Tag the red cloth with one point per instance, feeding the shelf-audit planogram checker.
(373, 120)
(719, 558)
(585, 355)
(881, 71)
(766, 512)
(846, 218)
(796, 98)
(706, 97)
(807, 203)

Activity ->
Retype the records above in full, exactly as they appear.

Task solution ->
Tag the red cloth with one point per instance, feeding the shelf-audit planogram checker.
(373, 120)
(719, 558)
(585, 355)
(881, 71)
(766, 512)
(846, 218)
(796, 98)
(706, 97)
(807, 203)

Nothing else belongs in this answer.